*Work to complete*
Quote the data exactly, from the line with "Flag each chandelier visible above." up to and including the line with "0 0 280 158".
----
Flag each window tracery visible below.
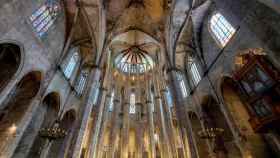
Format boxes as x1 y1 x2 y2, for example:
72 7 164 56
29 0 61 38
76 71 88 95
210 13 236 47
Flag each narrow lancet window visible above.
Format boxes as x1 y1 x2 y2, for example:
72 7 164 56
129 93 136 114
64 52 79 79
210 13 236 47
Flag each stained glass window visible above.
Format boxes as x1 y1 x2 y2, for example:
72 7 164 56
191 62 201 85
29 0 61 37
76 71 88 95
129 93 136 114
165 87 173 107
210 13 236 47
64 52 79 78
177 73 189 97
109 90 115 112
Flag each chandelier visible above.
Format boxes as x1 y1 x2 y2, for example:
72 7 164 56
39 122 67 140
114 46 154 75
198 128 225 139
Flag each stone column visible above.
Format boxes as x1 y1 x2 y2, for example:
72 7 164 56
88 88 107 158
161 89 178 158
109 99 120 158
72 67 101 158
121 102 129 158
168 69 198 158
146 84 156 158
154 73 172 157
96 94 111 158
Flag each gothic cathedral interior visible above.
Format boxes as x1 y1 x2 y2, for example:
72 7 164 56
0 0 280 158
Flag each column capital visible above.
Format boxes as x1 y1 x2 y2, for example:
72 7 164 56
100 87 108 91
146 100 152 104
166 67 179 73
155 95 161 99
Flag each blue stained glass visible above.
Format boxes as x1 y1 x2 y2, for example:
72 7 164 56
29 5 47 21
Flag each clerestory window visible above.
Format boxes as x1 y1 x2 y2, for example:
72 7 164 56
210 13 236 47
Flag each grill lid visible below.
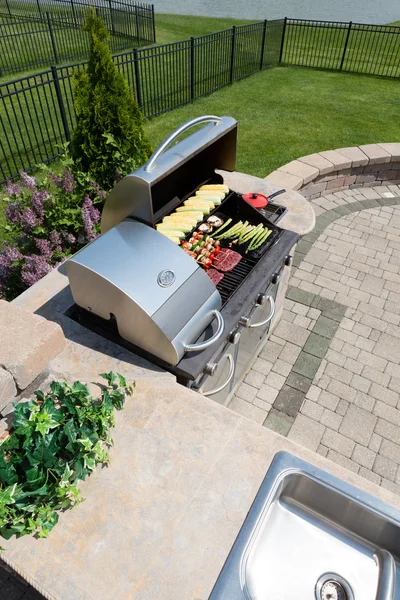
----
*Final answer*
Flag each chandelier visible above.
Format boxes as x1 y1 x2 y2, for example:
72 7 164 56
39 122 67 140
114 46 154 75
198 128 225 139
Flag each stone column visible above.
Format boxes as x1 y1 x2 y2, for example:
72 7 164 56
88 88 107 158
161 89 178 158
109 99 120 158
72 67 101 158
121 102 129 158
168 69 198 158
146 84 156 158
154 73 172 157
96 94 111 158
Flag each gothic cathedral interior visible above.
Format boxes as x1 y1 x2 y2, for example:
72 7 164 56
0 0 280 158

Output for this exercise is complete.